■ **Task brief**
Your answer must be an exact copy of the entries below, with every picture removed.
[Opening Source information section]
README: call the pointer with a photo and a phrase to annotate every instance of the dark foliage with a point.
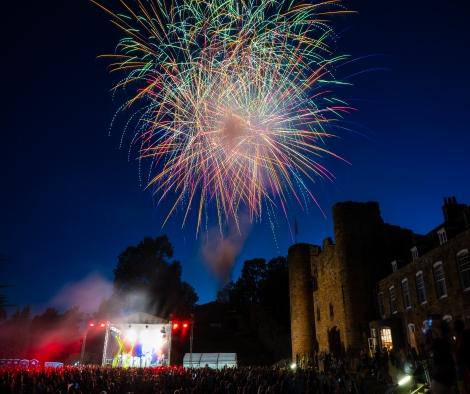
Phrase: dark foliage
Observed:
(264, 284)
(149, 282)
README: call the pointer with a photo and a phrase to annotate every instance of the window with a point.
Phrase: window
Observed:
(373, 333)
(386, 338)
(314, 280)
(442, 236)
(393, 299)
(381, 304)
(463, 264)
(440, 280)
(420, 287)
(414, 252)
(405, 291)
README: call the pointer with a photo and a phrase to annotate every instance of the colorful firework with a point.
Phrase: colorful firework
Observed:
(234, 100)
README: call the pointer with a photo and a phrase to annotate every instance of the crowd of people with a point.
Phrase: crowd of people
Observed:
(335, 376)
(443, 366)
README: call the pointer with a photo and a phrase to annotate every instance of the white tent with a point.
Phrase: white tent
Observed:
(211, 360)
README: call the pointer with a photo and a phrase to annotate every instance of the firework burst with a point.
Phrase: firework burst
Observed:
(234, 100)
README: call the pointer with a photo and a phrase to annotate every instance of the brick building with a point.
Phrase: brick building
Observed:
(333, 287)
(432, 283)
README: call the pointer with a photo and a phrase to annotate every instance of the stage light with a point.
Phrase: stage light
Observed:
(404, 380)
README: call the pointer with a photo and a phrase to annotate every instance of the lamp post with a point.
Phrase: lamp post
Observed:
(191, 341)
(83, 345)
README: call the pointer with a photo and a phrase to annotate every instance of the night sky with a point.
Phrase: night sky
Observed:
(71, 200)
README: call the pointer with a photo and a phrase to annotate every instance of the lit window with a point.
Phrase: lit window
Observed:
(420, 287)
(381, 304)
(463, 264)
(405, 290)
(442, 236)
(440, 279)
(393, 299)
(386, 338)
(414, 252)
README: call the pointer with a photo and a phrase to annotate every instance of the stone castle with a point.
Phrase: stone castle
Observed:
(333, 287)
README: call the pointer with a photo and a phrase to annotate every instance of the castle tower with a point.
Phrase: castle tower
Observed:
(301, 299)
(359, 231)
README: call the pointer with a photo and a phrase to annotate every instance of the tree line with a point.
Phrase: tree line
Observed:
(146, 279)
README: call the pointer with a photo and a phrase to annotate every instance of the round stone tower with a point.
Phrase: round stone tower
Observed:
(301, 300)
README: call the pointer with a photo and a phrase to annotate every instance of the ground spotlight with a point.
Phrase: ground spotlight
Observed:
(404, 380)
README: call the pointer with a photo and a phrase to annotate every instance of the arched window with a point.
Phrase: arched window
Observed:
(393, 299)
(380, 301)
(421, 288)
(463, 265)
(405, 291)
(440, 280)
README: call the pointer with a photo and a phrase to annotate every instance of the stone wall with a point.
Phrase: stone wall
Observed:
(456, 303)
(301, 299)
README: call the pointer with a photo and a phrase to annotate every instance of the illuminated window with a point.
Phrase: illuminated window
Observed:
(414, 252)
(380, 300)
(442, 236)
(386, 338)
(393, 299)
(405, 291)
(463, 264)
(420, 288)
(440, 280)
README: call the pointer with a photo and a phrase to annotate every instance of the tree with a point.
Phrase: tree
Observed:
(275, 291)
(248, 286)
(149, 282)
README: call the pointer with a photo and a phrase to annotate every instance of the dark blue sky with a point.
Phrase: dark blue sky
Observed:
(71, 201)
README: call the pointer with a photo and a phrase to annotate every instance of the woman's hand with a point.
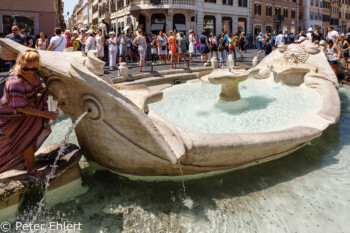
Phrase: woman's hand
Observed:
(52, 115)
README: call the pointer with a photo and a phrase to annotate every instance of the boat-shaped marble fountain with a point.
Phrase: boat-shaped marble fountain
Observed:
(124, 132)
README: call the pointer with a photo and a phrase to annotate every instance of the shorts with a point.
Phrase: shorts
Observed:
(123, 52)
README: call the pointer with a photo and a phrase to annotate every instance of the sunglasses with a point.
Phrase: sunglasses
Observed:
(30, 69)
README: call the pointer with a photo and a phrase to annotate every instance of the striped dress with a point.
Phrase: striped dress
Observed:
(19, 130)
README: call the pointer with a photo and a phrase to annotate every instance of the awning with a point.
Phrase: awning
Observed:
(181, 27)
(157, 27)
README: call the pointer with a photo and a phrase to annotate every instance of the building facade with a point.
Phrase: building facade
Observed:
(35, 15)
(215, 16)
(274, 16)
(335, 14)
(312, 14)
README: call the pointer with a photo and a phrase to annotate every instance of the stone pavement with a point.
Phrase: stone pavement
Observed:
(246, 60)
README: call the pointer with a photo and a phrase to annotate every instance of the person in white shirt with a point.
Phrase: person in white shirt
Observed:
(58, 42)
(279, 39)
(332, 35)
(309, 34)
(90, 43)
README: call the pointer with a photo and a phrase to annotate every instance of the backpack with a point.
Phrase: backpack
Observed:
(348, 37)
(221, 46)
(3, 82)
(2, 85)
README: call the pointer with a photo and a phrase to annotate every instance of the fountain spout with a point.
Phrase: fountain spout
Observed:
(229, 82)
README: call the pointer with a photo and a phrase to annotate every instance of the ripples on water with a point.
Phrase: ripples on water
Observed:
(306, 191)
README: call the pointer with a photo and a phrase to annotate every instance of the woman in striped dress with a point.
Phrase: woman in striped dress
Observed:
(24, 114)
(142, 47)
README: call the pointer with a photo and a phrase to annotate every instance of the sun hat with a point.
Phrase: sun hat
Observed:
(301, 39)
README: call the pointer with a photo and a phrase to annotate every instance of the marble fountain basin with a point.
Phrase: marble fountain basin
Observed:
(124, 134)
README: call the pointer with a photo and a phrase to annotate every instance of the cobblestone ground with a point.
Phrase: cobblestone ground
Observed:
(245, 60)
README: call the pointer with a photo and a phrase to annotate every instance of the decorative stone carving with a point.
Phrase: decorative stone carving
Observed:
(120, 133)
(295, 53)
(124, 70)
(229, 82)
(255, 61)
(214, 62)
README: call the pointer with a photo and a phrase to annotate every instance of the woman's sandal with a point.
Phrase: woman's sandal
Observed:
(36, 176)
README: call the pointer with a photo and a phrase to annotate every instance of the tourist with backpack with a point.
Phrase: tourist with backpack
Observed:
(222, 48)
(24, 115)
(213, 45)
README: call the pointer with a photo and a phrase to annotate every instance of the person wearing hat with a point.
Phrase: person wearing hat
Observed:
(192, 44)
(100, 41)
(259, 39)
(279, 39)
(301, 39)
(302, 33)
(317, 35)
(76, 38)
(213, 42)
(333, 35)
(58, 42)
(42, 43)
(345, 48)
(90, 43)
(322, 45)
(332, 53)
(123, 50)
(112, 50)
(68, 38)
(310, 31)
(267, 47)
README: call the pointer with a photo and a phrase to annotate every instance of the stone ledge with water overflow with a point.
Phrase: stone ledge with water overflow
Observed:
(214, 124)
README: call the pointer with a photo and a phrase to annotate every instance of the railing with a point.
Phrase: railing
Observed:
(278, 18)
(162, 2)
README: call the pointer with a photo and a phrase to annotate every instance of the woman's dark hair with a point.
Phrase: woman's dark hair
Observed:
(58, 31)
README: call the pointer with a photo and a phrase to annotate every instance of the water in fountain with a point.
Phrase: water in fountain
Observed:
(60, 153)
(264, 106)
(306, 191)
(187, 201)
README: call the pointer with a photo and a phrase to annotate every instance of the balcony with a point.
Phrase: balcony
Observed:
(154, 4)
(278, 18)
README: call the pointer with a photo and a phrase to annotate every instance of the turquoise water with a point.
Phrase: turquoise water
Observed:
(306, 191)
(264, 106)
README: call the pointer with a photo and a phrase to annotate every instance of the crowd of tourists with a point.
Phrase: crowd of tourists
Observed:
(334, 45)
(174, 47)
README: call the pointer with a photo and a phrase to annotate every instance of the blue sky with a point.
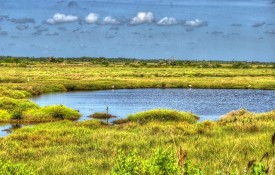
[Closing Source information section]
■ **Response area**
README: call the pointer with a photo and a phrase to annotate every instance of the dark foliage with a point.
Phrase: dark foliage
Observed:
(264, 284)
(149, 282)
README: call the pointer with a photo and a phrase to annotate every instance of the window with a point.
Phrase: window
Observed:
(373, 333)
(386, 338)
(314, 280)
(442, 236)
(393, 299)
(381, 304)
(463, 264)
(440, 280)
(420, 287)
(414, 252)
(405, 291)
README: call the pointer with a photo and a phrase to annotate every instance of the colorful firework with a point.
Phrase: colorful firework
Observed:
(234, 100)
README: call the pointer with a photo and a phrase to annotate every instance of the crowd of people with a point.
Phrase: crowd of people
Observed:
(335, 376)
(443, 366)
README: call the pointer with a photo and a phrase to annotate every instance of the white tent with a point.
Phrase: white tent
Observed:
(211, 360)
README: call the pointer with a photo and a phrase to annotate every instance of the firework burst with a point.
Phrase: firework burst
Observed:
(234, 100)
README: call the pointer with a photo and a phrase to annotate every instance of the brick building with a point.
Phrase: brick building
Observed:
(333, 287)
(432, 283)
README: call the pointer with a photo and a phrase to annotate every instance of the stage light with a point.
Phrase: stage light
Observed:
(404, 380)
README: call the pointer with a photo and a phrase to annotate every instance of the lamp post with a point.
Phrase: lamp post
Observed:
(191, 341)
(83, 345)
README: call the pointer with a photo and a phrase to annotate every instance of the night sky with a point.
Phrase: night sky
Observed:
(71, 200)
README: call the pointer with a photo and a phrase to annotate every instance of the lit window with a point.
Phrase: lit window
Observed:
(420, 287)
(381, 304)
(463, 264)
(405, 290)
(442, 236)
(440, 279)
(393, 299)
(386, 338)
(414, 252)
README: call the pointer with a photo and a phrase to annotate every instance of the stone castle with a point.
Phrase: stone castle
Observed:
(333, 287)
README: call the pointer with a photo and a phrase to annotate every instance of the castle tower with a point.
Phrase: castle tower
Observed:
(301, 299)
(359, 231)
README: call the pointer with a photo and a phrase to annotate every instance of the tree line with a point.
Phrase: tree line
Observed:
(146, 279)
README: call the pointer with a photo and a phrase to annotate every instance of the round stone tower with a point.
Phrase: round stone tower
Observed:
(301, 300)
README: call the pointer with a photo and a phrase to annotate every instance of the ground spotlight with a point.
Phrase: ground spotlight
Observed:
(404, 380)
README: call the pointer with a photo and a phrase to annotate every instance of the arched window with a point.
Phrase: arched window
Observed:
(393, 299)
(380, 301)
(421, 288)
(463, 265)
(405, 291)
(440, 280)
README: call the pointer with a photo and a phrase to annotate every instance of the stone wall with a point.
Phrase: stone wall
Observed:
(456, 303)
(301, 299)
README: call the pointer with a photo and a phrase to annotate every instance of the illuminated window with a point.
Phrase: illuminated window
Observed:
(414, 252)
(380, 300)
(442, 236)
(386, 338)
(393, 299)
(405, 291)
(463, 264)
(420, 288)
(440, 280)
README: call the pointer with a photo and a phrase to annotate every instance of the tree with a point.
Phrase: tree
Observed:
(275, 291)
(248, 286)
(149, 282)
README: call the pointer with a photo and a phrase to annotate every instance of the dark blue sky with a point.
Phrase: dark blue sky
Observed:
(71, 201)
README: call the pointer with a photo and a phrase to annotate every instance of the woman's hand with a point.
Phrase: woman's hand
Observed:
(52, 115)
README: call the pointer with a photo and a phrase to annotate every instance of the boat-shaped marble fountain with a point.
Phrase: boat-shaped marble fountain
Observed:
(124, 132)
README: call the pointer with a photo and a phrase to annotate every instance of the shorts with a point.
Phrase: shorts
Observed:
(123, 52)
README: call the pointer with a photo and a phrase to annotate every instance of the sunglasses with a point.
Phrase: sunglasses
Observed:
(30, 69)
README: call the pointer with a photo and a phrase to annotate every instance of the striped dress with a point.
Phrase: striped dress
Observed:
(19, 130)
README: call the pointer with a photo and a phrase to annotate every instance of the awning with a point.
Phrase: awning
Observed:
(181, 27)
(157, 27)
README: call the pointer with a photo and a phrase to annotate every instance of the building facade with a point.
Phrase: building facade
Observed:
(35, 15)
(215, 16)
(274, 16)
(335, 14)
(312, 14)
README: call the pointer with a photo and a phrase to annotate every instance of the stone pavement with a point.
Phrase: stone pavement
Observed:
(246, 60)
README: call the pointer with a photo and a phrase to annotate every instance of the person in white shirt with a point.
Phrase: person in white shirt
Observed:
(58, 42)
(279, 39)
(332, 35)
(309, 34)
(90, 43)
README: call the pointer with a photo and a phrase to annotate every instance of the backpack with a point.
Phrase: backpack
Observed:
(348, 37)
(221, 46)
(3, 82)
(2, 85)
README: call the pointer with a photo and a phrase to annotate every instance of the fountain spout with a point.
Phrase: fountain spout
Observed:
(229, 82)
README: call the pointer with a photo and a phrase to annotate every instance of the ripples on water with a point.
Phrase: ripples on water
Observed:
(306, 191)
README: call the pointer with a photo and a phrase to annotate every instance of the woman in striped dress with a point.
Phrase: woman in striped dress
Observed:
(24, 114)
(142, 47)
README: call the pointer with a photo and a phrase to annotate every instance of the sun hat with a point.
Phrase: sun hat
Observed:
(301, 39)
README: call the pointer with a photo and a phrase to annotate every instance of the marble fountain basin with a point.
Phrase: marble fountain basin
Observed:
(124, 134)
README: call the pointer with a photo and a phrase to annotate every instance of the cobblestone ground with a point.
Phrase: cobblestone ground
Observed:
(245, 60)
README: call the pointer with a photo and a phrase to annotate every instance of the decorative stone carving with a point.
Phrase: decorative stone carving
Observed:
(120, 133)
(295, 53)
(124, 70)
(229, 82)
(255, 61)
(214, 62)
README: call the pointer with a photo and a phrase to annotate every instance of the woman's sandal with a point.
Phrase: woman's sandal
Observed:
(36, 176)
README: call the pointer with a photo and a phrase to annotate every instance of the tourist with backpack with a point.
Phrase: tourist with backpack
Observed:
(222, 48)
(24, 115)
(213, 45)
README: call the pointer with a photo and a phrase to annotate every instance of the person wearing hat with a point.
Phrase: person wearing hat
Observed:
(192, 44)
(100, 41)
(259, 39)
(279, 39)
(301, 39)
(302, 33)
(317, 35)
(76, 38)
(213, 42)
(333, 35)
(58, 42)
(42, 43)
(345, 48)
(90, 43)
(322, 45)
(332, 53)
(123, 50)
(112, 50)
(68, 38)
(310, 31)
(267, 47)
README: call the pointer with a photo and a phrase to annotate every instance of the stone ledge with water overflow with a point.
Phrase: stone ledge with water overflow
Observed:
(214, 124)
README: call the pointer with a photo and a phrase to annotate every instance of the railing with a point.
Phrase: railing
Observed:
(278, 18)
(162, 2)
README: call the pointer with a photo and a phrase to annotate every instance of the woman's dark hair with a point.
Phrase: woman's dark hair
Observed:
(58, 31)
README: call the pointer with a photo and a phrase to annotate every instance of the water in fountain with a point.
Phrase: water in fountain
Observed:
(60, 153)
(264, 106)
(306, 191)
(187, 201)
README: call the pointer with a photo and a phrase to annotate every instance of the balcony with a point.
Phrase: balcony
Observed:
(154, 4)
(278, 18)
README: call the pointer with a photo and a phrase to annotate every instance of the turquoise water with a point.
Phrase: turquoise water
Observed:
(306, 191)
(264, 106)
README: call the pointer with a photo and a phrase to annotate every instance of the crowd of tourists with a point.
Phrase: crowd of tourists
Observed:
(334, 45)
(174, 47)
README: call the pointer with a photo and a phrase to annotate every instance of the blue sky with a point.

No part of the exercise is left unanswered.